Ma in realtà quei lustrini e quei gemiti da eccitazione (pre)puberale sono solo il lato più appariscente di una realtà contraddittoria e dai tanti volti, quasi quanti gli specchietti della leggendaria palla stroboscopica che ne è divenuta l’icona.
Un fenomeno sociale, oltre che musicale, che affondava le radici nella turbolenta New York “off” dei primi anni 70. Quella cloaca affollata di spacciatori, magnaccia e poliziotti corrotti raccontata in film come "Un uomo da marciapiede", "Il braccio violento della legge", "Taxi Driver", "Quel pomeriggio di un giorno da cani" e "Il giustiziere della notte".
Partendo proprio da questi aspetti e scavando in particolare nelle origini underground del movimento, Peter Shapiro (giornalista di testate come Spin, Vibe, The Wire, The Times) ricostruisce ora una "biografia politica della discomusic" che prende il nome da uno dei più trascinanti riempipista dei Bee Gees, "You Should Be Dancing"
“Per molti” – si legge nel prologo – la disco si riassume in tre parole: ‘Halston, Gucci e Fiorucci’. O evoca immagini di algide bellezze scandinave che ballano truccate con maquillages metallici e vestite di abiti scollati fino a lì. O forse il têteàtête tra Andy Wahrol e Bianca Jagger nella sala vip dello Studio 54... La disco è tutta superfici lucide e scintillanti, tacchi alti e rossetti voluttuosi, jeans attillati e pettorali scolpiti, archi sdolcinati che crescono e calano e ritmi travolgenti dal sapore latino, l’eccitazione della cocaina e il tremito del Quaalude. È l’umile peone catapultato nel firmamento celeste grazie ai suoi vestiti e ai suoi passi di danza. La disco era il massimo del glamour, della decadenza e dell’indulgenza. Ma, anche se brillava come un diamante, puzzava di escrementi. Per quanto possa sembrare elegante e sofisticata, la disco è nata, come un verme, dalla carcassa putrescente della Grande Mela”.

□ □ □ □ □

* **DESCRIZIONE ESERCIZIO**:
Prosegui il brano sulla discomusic partendo dopo la sua ultima frase. I record riportati di seguito sono materiale separato dal brano.

□ □ □ □ □

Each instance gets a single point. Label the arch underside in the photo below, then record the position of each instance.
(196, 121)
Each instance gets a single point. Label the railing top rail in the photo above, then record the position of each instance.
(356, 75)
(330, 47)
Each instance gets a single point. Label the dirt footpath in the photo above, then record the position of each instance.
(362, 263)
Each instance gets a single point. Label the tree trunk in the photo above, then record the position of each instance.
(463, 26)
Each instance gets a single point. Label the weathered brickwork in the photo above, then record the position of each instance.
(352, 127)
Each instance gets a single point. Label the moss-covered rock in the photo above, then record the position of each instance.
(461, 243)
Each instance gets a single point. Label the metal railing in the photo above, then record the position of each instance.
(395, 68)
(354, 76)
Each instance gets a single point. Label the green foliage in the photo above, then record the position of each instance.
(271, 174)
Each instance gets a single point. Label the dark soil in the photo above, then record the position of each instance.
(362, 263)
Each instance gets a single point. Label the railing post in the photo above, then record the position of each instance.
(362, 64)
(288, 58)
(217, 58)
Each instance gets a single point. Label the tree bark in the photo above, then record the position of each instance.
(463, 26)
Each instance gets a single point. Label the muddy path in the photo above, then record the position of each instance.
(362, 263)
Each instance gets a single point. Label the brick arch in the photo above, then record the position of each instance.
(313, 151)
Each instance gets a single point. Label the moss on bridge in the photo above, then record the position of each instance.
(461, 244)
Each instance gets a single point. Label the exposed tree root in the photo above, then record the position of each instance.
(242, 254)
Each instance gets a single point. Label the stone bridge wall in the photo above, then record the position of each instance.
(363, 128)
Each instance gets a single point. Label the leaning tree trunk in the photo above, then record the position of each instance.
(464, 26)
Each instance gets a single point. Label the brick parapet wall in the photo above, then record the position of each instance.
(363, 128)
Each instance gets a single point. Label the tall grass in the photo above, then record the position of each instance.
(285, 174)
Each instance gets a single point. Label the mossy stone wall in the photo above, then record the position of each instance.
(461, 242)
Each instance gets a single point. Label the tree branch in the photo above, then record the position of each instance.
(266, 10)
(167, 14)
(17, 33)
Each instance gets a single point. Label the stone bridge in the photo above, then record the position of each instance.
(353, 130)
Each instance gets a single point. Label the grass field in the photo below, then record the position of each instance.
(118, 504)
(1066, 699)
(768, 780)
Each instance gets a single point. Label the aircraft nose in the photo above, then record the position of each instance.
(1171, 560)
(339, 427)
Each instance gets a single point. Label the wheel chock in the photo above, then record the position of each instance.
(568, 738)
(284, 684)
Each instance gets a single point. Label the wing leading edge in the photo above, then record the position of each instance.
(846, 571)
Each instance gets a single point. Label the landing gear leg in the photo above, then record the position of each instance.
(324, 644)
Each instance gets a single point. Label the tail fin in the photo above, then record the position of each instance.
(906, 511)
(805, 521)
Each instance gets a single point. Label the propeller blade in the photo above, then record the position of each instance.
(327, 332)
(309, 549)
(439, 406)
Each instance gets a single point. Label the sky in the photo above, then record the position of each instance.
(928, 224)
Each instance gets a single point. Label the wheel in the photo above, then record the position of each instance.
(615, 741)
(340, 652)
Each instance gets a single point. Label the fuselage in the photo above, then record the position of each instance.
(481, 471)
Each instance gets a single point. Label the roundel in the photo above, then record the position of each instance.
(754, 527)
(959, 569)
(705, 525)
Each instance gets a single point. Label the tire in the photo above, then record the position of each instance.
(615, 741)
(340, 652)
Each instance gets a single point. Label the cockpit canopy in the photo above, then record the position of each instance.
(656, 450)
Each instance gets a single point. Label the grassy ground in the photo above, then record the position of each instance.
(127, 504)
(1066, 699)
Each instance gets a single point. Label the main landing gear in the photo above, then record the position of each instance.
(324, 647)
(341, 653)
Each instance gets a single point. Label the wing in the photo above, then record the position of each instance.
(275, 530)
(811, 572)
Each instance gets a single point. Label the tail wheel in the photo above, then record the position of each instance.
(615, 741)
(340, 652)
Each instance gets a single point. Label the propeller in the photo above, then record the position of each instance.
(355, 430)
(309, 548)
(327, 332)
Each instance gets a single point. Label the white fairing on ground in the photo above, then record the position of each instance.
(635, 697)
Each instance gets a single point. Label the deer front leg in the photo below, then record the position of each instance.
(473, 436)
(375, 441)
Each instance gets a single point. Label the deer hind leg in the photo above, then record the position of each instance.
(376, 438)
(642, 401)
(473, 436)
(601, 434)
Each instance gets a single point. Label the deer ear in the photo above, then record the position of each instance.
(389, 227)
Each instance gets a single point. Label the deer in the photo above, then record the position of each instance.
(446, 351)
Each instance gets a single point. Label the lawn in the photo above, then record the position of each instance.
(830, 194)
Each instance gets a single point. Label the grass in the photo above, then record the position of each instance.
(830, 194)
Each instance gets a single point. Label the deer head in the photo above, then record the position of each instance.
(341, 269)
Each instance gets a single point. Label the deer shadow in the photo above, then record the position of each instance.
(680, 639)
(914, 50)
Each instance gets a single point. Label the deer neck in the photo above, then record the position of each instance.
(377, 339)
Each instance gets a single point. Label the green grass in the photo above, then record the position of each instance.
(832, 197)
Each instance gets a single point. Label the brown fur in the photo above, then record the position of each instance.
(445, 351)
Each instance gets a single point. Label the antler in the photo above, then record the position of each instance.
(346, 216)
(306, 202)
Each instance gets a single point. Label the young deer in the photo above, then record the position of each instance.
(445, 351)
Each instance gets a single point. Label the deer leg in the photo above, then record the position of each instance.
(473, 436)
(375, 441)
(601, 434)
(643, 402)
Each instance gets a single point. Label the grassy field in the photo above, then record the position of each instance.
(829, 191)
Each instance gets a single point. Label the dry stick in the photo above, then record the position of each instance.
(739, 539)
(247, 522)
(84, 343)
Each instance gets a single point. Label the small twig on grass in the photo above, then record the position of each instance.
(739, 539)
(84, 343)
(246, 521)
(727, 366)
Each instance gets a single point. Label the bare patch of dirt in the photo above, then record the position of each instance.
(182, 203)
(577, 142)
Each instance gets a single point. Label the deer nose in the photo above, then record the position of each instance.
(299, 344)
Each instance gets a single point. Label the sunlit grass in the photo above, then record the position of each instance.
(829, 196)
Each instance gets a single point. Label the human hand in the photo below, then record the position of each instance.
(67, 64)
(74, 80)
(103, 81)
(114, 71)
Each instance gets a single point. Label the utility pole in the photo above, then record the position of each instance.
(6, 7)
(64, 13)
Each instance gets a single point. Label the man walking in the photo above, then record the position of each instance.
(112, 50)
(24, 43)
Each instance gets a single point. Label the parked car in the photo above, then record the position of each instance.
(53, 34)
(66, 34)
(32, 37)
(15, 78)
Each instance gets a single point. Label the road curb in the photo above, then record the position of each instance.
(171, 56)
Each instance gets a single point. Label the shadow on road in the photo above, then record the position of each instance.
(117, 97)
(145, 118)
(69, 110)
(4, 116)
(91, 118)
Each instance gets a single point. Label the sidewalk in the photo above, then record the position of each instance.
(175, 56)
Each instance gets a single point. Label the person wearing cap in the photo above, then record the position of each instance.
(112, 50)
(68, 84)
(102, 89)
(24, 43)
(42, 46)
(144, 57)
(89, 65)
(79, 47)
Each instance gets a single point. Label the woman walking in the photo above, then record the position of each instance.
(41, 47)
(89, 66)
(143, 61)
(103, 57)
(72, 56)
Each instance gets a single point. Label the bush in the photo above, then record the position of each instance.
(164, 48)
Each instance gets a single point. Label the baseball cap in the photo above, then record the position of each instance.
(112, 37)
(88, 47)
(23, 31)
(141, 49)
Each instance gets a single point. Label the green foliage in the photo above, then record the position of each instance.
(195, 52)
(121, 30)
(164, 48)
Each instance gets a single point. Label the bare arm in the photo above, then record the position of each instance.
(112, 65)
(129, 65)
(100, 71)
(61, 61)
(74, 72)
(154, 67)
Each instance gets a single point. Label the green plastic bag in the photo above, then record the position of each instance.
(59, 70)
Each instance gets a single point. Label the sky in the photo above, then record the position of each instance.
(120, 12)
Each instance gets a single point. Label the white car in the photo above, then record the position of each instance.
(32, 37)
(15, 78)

□ □ □ □ □

* **RISPOSTA**:
Il viaggio inizia appunto nella New York di inizio 70, sulle piste di locali nati all’improvviso in cantine e magazzini dismessi. Sullo sfondo, un'America colpita al cuore dalla morte dei Kennedy e di Martin Luther King, una nazione divisa tra le lotte per i diritti civili e il realignment nixoniano. E’ qui che i primi pionieri del movimento – Dave Mancuso, Francis Grasso, Nicky Siano & C. – propagano i germi di quella “febbre del sabato sera” che divamperà poi in modo clamoroso come moda globale, incidendo radicalmente sulla stessa cultura pop. E’ musica d’evasione, ma anche una delle voci della rivendicazione sociale, nel suo abbraccio con la cultura nera, ad esempio, o con l’universo gay. E’ popmuzik, ma anche un genere che apporterà significative innovazioni alla scienza del ritmo, alle tecniche di composizione e di incisione, e persino alle modalità di diffusione della musica (si pensi ad esempio ai dischi-mix).
Da locali di culto come il Loft, il Saint e lo Studio 54, Shapiro ci conduce attraverso i principali templi internazionali della disco-fever, approdando finanche a Gabicce, avamposto della futura italo-disco. Ripercorrendo tutti i principali successi del periodo - dai primi singoli underground agli hit firmati Moroder-Donna Summer, da Van McCoy ai Boney M - e soffermandosi anche su quei 45 giri che prepararono la mutazione della disco in qualcos’altro, come i seminali (argh!) “Pop Corn” di Hot Butter/Pop Corn Makers e “Magic Fly” degli Space che, forse senza volerlo, erano già proiettati in un’altra epoca, quella del pop sintetico (ma si potrebbe dire lo stesso anche dei primi incroci con l’hip-hop).
Prospettive future, dunque, ma anche radici ancestrali. La "preistoria della disco", così, viene identificata in due movimenti giovanili di quasi 40 anni prima, animati dalla passione per i suoni d’oltreoceano: lo Swing Jugend, nato come forma di ribellione alla Germania nazista, e i parigini Zazous, jazzofili osteggiati dai collaborazionisti nella Francia occupata.
Un ritratto a tutto tondo, insomma, che riesce sempre ad abbinare l’indagine sociale a una narrazione brillante e arguta, densa di curiosità e testimonianze. E senza mai scadere in velleità definitorie o didascaliche. Un vademecum per gli appassionati, ma anche uno strumento utile per comprendere meglio uno dei decenni più turbolenti e memorabili della storia della popular music.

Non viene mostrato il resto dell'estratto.